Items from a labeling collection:
....

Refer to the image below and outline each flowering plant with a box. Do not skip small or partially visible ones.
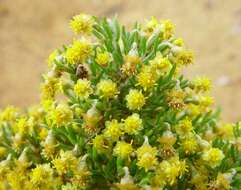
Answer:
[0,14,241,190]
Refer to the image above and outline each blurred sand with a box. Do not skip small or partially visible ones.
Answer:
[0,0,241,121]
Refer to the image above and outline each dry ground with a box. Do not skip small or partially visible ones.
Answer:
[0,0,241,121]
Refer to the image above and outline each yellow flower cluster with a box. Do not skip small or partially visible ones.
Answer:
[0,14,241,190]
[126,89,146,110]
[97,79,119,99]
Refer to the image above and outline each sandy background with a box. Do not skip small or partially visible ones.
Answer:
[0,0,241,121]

....

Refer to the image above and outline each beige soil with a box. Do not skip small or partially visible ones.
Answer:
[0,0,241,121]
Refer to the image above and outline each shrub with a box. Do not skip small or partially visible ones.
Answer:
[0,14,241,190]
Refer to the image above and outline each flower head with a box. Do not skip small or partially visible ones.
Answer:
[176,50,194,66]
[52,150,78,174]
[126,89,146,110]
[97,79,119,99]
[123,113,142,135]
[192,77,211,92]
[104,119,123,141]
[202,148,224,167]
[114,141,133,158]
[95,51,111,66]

....

Rename "flower head" to "blossom" in everything from the line containing "Refer to the image above and outline each flower" down to the line containing "[95,51,111,66]". Give back only those lines, with nothing else changed.

→ **SOLUTION FOR THIS EXERCISE**
Refer to the image above and outline each blossom with a box. Do not skip small or partially visible ones.
Answer:
[176,50,194,66]
[52,150,78,174]
[126,89,146,110]
[97,79,119,99]
[123,113,142,135]
[192,77,211,92]
[104,119,123,141]
[202,148,224,167]
[114,141,133,158]
[95,51,111,66]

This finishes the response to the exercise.